● Instructions for the task
Only the lines from the one containing "find beige wall" through the end of the entries should be repeated, exactly as they appear, first and last included.

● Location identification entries
%%
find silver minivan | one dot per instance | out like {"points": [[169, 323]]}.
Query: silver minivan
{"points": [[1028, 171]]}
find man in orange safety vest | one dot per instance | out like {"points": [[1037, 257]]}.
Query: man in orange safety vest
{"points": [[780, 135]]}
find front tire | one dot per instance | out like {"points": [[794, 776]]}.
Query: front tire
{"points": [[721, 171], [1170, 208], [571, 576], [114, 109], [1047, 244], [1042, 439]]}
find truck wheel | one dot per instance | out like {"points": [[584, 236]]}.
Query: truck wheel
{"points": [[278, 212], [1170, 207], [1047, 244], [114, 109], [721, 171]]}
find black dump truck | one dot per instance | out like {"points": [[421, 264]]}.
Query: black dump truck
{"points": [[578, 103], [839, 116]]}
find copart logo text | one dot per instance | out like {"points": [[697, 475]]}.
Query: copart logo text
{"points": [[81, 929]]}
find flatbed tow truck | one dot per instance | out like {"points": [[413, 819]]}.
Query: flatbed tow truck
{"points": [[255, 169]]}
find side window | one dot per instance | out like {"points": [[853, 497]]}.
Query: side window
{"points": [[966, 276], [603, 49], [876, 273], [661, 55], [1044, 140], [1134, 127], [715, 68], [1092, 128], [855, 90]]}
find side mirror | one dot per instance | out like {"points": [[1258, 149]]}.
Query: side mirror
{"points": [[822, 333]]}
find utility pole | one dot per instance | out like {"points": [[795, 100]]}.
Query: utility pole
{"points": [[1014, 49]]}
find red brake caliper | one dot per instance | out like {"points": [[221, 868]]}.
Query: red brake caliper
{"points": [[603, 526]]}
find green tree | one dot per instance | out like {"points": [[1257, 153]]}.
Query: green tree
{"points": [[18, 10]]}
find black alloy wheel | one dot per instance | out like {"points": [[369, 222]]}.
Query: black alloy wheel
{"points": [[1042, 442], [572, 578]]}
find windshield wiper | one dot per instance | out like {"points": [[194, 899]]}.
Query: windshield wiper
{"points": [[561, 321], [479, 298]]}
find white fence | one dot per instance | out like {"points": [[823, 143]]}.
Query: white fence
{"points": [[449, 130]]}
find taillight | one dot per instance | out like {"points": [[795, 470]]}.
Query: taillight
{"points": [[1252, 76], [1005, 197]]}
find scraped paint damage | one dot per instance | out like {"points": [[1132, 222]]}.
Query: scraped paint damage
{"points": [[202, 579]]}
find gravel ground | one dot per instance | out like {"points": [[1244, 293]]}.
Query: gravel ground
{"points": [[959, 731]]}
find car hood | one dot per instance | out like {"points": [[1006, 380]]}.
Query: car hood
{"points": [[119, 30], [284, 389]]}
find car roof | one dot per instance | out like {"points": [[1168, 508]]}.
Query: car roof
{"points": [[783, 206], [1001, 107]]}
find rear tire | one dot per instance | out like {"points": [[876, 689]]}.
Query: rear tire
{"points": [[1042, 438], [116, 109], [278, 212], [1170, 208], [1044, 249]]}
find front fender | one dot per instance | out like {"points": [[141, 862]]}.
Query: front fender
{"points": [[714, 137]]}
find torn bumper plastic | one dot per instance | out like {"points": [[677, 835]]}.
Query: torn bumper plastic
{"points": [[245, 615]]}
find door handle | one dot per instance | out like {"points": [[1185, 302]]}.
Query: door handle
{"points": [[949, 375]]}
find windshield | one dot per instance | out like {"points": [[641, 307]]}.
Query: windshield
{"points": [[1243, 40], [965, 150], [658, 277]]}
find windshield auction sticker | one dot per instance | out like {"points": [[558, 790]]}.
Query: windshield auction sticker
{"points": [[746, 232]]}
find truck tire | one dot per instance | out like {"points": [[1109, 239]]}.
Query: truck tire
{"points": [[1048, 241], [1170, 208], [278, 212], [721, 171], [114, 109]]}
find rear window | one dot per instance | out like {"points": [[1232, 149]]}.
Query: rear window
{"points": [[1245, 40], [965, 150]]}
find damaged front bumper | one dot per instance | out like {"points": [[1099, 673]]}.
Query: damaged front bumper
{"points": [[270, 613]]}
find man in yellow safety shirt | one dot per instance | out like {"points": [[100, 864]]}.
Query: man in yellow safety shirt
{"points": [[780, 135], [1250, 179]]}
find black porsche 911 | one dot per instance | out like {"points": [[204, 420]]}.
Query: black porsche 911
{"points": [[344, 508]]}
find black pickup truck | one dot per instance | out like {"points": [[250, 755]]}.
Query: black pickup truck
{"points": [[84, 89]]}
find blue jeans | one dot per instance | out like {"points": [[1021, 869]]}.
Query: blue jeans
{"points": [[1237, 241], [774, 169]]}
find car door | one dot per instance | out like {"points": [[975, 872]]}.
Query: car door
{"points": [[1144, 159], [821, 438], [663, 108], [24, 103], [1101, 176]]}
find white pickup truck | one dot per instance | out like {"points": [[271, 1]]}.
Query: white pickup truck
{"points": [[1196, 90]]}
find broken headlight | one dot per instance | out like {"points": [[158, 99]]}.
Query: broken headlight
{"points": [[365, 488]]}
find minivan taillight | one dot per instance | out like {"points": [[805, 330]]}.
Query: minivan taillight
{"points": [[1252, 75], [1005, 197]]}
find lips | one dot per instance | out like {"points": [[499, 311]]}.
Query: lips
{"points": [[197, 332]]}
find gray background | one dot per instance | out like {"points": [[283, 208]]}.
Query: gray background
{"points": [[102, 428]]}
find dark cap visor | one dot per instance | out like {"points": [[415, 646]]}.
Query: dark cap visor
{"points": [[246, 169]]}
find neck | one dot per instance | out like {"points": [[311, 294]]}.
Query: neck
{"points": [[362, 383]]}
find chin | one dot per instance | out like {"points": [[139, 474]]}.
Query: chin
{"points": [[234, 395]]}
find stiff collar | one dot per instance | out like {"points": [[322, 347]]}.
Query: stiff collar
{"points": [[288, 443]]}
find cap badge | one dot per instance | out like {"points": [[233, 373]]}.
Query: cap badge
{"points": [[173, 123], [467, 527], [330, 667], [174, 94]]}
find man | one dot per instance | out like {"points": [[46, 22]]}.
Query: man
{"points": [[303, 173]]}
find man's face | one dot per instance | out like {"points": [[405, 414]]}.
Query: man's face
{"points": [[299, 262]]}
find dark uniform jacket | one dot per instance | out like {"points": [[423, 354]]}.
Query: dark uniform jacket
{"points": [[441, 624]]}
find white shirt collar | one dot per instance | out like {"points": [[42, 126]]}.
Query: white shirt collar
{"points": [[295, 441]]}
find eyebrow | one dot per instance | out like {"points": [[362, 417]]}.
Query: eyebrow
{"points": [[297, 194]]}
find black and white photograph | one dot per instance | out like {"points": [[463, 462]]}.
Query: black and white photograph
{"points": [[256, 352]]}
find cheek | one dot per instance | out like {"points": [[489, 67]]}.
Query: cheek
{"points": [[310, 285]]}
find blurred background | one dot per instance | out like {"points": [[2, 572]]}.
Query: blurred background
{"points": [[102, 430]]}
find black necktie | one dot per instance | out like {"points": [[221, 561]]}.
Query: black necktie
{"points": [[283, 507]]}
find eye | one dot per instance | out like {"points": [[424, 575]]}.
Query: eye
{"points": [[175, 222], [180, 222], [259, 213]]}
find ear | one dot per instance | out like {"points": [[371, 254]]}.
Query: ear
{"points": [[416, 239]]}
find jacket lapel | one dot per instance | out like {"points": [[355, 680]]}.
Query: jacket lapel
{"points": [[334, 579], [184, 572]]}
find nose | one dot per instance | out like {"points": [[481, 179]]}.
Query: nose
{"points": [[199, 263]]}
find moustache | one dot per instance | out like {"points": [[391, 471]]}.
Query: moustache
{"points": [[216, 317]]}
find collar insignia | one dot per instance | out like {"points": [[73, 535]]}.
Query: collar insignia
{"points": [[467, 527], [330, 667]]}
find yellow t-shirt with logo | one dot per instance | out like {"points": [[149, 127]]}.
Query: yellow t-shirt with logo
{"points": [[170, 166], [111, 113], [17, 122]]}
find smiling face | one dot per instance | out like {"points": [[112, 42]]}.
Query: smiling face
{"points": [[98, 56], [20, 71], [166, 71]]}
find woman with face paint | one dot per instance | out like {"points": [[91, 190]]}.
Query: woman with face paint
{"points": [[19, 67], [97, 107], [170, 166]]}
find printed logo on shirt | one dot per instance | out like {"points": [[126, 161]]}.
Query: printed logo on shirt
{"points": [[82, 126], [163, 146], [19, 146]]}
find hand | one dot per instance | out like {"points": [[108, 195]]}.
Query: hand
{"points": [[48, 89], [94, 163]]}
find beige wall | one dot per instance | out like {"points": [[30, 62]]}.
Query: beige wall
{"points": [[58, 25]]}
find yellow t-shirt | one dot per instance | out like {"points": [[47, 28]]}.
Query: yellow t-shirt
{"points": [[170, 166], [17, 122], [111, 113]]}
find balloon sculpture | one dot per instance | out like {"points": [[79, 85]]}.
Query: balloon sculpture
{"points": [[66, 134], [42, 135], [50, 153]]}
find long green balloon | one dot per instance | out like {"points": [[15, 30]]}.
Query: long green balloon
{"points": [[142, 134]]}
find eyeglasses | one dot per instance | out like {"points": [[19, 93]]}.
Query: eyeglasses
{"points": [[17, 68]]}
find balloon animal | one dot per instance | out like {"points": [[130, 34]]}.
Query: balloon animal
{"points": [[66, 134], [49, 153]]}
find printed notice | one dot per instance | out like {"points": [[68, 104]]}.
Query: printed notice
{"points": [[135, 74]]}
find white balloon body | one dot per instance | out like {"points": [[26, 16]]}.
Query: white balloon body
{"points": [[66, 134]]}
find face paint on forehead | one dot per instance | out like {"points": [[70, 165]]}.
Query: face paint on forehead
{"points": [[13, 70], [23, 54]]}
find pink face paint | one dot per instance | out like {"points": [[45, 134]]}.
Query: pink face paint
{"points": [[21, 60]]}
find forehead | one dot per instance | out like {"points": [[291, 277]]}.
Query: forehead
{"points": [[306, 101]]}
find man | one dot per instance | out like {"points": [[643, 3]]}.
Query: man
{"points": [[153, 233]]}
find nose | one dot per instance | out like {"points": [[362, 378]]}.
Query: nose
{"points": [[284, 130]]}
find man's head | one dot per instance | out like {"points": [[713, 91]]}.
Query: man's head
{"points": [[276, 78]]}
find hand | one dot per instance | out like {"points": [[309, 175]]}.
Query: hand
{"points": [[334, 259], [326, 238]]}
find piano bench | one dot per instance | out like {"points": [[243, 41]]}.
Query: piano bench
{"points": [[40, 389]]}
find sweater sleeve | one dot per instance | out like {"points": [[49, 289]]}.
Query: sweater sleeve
%%
● Task solution
find beige wall | one dot per instance | out like {"points": [[30, 62]]}.
Query: beige wall
{"points": [[58, 25]]}
find yellow t-shirt | one dot per instance | out like {"points": [[47, 28]]}.
Query: yellow t-shirt
{"points": [[170, 166], [17, 122], [111, 113]]}
find balloon sculpture | one dot per instance | out like {"points": [[79, 85]]}.
Query: balloon sculpture
{"points": [[66, 134], [42, 135], [50, 153]]}
find long green balloon | one dot per instance | out like {"points": [[15, 30]]}.
Query: long green balloon
{"points": [[142, 134]]}
find eyeglasses | one dot per instance | out like {"points": [[19, 93]]}.
Query: eyeglasses
{"points": [[17, 68]]}
find balloon animal | one dot per instance | out like {"points": [[130, 34]]}.
Query: balloon animal
{"points": [[66, 134], [49, 153]]}
find printed notice | one dot per instance | out like {"points": [[68, 104]]}.
Query: printed notice
{"points": [[135, 74]]}
find white balloon body | one dot per instance | out like {"points": [[26, 16]]}.
Query: white balloon body
{"points": [[66, 134]]}
find face paint on forehead | one dot per instance | out like {"points": [[70, 165]]}.
Query: face paint on forehead
{"points": [[13, 70], [23, 54]]}
find pink face paint | one dot per instance | out like {"points": [[45, 134]]}.
Query: pink face paint
{"points": [[21, 60]]}
find forehead | one dot per instance | out like {"points": [[291, 277]]}.
Query: forehead
{"points": [[306, 101]]}
find man | one dot per instance | out like {"points": [[643, 3]]}.
Query: man
{"points": [[153, 233]]}
find nose | one dot per instance | out like {"points": [[362, 378]]}.
Query: nose
{"points": [[284, 130]]}
find man's head | one dot per instance | out like {"points": [[713, 91]]}.
Query: man's head
{"points": [[276, 78]]}
find hand | one dot per instance | out like {"points": [[309, 175]]}.
Query: hand
{"points": [[334, 259], [326, 238]]}
find piano bench | one dot per instance | out like {"points": [[243, 41]]}.
Query: piano bench
{"points": [[40, 389]]}
find sweater sleeve | one dot per instance | out like {"points": [[49, 289]]}.
Query: sweater sleeve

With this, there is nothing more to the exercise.